Copy, word for word, the stretch of the Aggregate PIKE text from "Take away: Aggregate" through "They do not.".

*Text block:*
- - -

Which cannot be simplified further. As far as we can tell, this sum has no conceptual meaning that is useful—the number of poached elephants detected at a site is no longer being normalized by site-specific variables, but instead by measures of (e.g.) surveillance effort and carcass detectability from many other sites. The site-specific correction that occurs by calculating PIKE at the site level no longer operates for Aggregate PIKE. 

Suppose location 1 is in Ghana and location 2 is in Botswana. Then Aggregate PIKE for the pair is the sum of total mortality in Ghana, divided by functions of elephant populations in both Ghana and Botswana as well as surveyor effort in both Ghana and Botswana, plus total mortality in Botswana, divided by functions of elephant populations in both Ghana and Botswana as well as surveyor effort in both Ghana and Botswana. We see no plausible reason that one would want to divide total recorded elephant mortality in Ghana by elephant populations or surveyor effort in Botswana. Rather than removing confounding influences of local elephant populations and local surveyor effort (as PIKE was designed to do), Aggregate PIKE introduces new confounding influences of elephant populations and surveyor effort at distant locations (without removing the local confounding effects).

An analogy might help with the intuition for why Aggregate PIKE is a poor (some might say misleading) measure. Weight-to-height ratios are commonly used to adjust weight measures for overall body frame size, using a simple measure (height) that proxies for body frame size. This is analogous to correcting illegal elephant mortality with total elephant mortality, since both should scale according to some difficult-to-observe factors (elephant populations and surveyor effort). If Aggregate PIKE were a reasonable measure, then we might also think that aggregate weight-to-height ratios were a good measure. To compute aggregate weight-to-height for you and a collection of your friends, one would first measure your weight and divide it by the sum of your height and all the heights of your friends. Then repeat this for each of your friends and sum up all these values. Sound uninterpretable? It is. This approach seems bizarre because you would be dividing your weight by your height and your friends' heights. If you have tall friends, then this number would be smaller. But why would you want the height of your friends to be used to correct your weight measure? You wouldn't. Similarly, you wouldn't want to use elephant populations in Mozambique to correct for the frequency of elephant carcass discovery in Nigeria.

Take away: Aggregate PIKE is a complex mathematical object with no useful interpretation or application in policy analysis. Our best guess is that it came into common use because the useful properties of PIKE computed locally (i.e. removing confounding influences of elephant population and surveyor effort) seemed appealing and seemed like they ought to apply to Aggregate PIKE as well. They do not.

3) Should we use a weighted regression where the weights are proportional to the sum of legal and illegal carcasses at each site in our regression?

- - -

*Dataset extract:*
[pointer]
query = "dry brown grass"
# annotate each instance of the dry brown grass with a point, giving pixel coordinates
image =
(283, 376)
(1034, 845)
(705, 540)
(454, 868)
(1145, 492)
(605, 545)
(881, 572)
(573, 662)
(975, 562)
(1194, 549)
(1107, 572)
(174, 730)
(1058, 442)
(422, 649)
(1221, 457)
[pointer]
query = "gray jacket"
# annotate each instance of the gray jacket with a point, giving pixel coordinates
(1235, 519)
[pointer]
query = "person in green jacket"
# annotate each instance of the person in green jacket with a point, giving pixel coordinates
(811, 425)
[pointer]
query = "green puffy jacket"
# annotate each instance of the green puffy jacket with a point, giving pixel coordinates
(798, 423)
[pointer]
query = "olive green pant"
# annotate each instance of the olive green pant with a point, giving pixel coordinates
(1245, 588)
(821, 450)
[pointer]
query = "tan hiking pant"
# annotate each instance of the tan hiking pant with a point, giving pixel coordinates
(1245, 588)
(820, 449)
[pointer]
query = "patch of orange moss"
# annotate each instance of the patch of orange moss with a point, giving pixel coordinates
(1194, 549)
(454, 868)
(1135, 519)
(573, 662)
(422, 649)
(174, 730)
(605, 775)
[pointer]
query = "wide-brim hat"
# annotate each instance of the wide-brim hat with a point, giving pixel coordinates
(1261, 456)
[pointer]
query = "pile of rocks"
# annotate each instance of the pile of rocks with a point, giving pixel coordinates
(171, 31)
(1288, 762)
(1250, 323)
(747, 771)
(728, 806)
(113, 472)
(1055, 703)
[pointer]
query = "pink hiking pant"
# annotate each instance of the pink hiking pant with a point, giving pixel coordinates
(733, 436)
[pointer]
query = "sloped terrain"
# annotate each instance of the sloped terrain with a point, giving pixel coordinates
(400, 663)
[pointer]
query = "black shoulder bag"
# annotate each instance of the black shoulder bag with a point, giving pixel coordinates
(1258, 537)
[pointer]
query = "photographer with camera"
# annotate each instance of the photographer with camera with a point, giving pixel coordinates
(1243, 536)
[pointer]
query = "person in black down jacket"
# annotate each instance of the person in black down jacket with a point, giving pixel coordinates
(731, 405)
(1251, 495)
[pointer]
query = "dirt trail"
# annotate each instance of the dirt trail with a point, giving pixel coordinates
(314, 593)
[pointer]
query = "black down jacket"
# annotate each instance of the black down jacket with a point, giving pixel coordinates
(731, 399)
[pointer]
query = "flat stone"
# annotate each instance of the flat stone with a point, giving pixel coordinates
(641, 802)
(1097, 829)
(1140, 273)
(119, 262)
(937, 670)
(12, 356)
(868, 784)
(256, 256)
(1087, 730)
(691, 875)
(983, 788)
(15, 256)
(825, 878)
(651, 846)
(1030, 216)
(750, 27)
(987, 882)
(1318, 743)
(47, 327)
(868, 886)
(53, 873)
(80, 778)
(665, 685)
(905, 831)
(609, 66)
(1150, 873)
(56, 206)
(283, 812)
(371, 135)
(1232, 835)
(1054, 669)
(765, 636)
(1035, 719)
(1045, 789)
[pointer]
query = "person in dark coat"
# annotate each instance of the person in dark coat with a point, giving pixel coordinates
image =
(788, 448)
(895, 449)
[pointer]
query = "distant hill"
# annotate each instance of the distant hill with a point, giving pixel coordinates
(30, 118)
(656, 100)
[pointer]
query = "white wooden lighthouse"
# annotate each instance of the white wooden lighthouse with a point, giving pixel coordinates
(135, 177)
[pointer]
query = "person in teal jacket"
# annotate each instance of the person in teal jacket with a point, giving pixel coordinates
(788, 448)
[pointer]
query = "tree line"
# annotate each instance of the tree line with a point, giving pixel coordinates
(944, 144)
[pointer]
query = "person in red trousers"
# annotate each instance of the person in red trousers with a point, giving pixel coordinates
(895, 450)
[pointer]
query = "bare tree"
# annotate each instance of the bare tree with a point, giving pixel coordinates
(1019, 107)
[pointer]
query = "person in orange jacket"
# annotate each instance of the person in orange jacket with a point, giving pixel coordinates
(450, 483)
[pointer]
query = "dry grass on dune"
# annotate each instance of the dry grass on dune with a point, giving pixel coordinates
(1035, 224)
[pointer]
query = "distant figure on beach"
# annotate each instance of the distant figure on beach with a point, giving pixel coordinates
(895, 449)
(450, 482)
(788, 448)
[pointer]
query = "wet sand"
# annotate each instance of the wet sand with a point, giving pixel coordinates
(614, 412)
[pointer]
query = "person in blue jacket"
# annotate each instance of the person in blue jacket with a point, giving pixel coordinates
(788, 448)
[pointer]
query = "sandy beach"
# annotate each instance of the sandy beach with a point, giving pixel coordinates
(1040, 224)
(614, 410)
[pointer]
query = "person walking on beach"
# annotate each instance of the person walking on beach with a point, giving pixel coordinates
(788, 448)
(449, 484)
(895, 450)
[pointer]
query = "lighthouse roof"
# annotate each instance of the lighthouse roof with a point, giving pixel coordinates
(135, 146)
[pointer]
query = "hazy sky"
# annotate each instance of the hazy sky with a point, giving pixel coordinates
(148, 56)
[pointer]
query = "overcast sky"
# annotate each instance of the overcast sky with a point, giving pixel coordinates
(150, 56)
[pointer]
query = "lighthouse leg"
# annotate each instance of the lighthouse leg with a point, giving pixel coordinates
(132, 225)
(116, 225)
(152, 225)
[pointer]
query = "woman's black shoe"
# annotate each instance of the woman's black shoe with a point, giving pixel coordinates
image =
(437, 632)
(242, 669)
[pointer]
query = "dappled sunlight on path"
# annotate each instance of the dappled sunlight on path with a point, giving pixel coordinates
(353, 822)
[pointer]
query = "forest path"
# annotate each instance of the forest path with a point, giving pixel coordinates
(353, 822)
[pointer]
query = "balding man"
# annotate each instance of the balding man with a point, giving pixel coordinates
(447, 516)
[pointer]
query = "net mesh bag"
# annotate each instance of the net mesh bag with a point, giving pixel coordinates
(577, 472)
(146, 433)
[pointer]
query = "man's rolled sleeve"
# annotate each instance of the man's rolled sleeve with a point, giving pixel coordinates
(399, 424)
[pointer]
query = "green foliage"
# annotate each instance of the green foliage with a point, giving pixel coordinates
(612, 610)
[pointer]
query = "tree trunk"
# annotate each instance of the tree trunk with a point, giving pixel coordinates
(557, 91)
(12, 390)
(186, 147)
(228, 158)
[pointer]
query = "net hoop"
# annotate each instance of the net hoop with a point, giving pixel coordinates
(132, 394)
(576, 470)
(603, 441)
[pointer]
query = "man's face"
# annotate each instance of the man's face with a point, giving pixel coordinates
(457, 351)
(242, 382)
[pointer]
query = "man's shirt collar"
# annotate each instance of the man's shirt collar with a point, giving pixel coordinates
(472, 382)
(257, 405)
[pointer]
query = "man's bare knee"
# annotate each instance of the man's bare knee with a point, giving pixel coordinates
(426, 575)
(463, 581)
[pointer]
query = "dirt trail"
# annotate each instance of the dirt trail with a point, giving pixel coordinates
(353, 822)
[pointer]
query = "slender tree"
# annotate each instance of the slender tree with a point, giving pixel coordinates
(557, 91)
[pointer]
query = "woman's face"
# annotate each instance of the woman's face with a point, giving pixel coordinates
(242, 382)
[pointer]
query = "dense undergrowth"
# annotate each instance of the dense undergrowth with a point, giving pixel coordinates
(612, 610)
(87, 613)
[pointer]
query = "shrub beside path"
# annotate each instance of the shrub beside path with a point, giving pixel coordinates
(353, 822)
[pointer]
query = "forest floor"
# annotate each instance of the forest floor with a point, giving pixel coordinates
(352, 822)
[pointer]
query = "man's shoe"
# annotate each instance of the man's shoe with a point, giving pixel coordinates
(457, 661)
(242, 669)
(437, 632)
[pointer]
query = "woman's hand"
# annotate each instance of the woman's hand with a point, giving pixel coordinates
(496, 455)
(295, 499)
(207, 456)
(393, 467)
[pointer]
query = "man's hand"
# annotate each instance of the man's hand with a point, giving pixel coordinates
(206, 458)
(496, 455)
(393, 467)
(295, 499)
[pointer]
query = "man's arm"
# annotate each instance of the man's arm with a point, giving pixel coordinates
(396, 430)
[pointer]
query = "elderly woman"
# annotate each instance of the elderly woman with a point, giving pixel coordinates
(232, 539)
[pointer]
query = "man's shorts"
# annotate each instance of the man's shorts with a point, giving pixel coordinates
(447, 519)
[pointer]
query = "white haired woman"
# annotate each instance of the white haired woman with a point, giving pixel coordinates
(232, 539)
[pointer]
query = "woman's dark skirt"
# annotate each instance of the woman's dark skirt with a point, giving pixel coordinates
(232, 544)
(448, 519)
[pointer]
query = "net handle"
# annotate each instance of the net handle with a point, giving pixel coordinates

- - -

*Completed exercise:*
Take away: Aggregate PIKE is a complex mathematical object with no useful interpretation or application in policy analysis. Our best guess is that it came into common use because the useful properties of PIKE computed locally (i.e. removing confounding influences of elephant population and surveyor effort) seemed appealing and seemed like they ought to apply to Aggregate PIKE as well. They do not.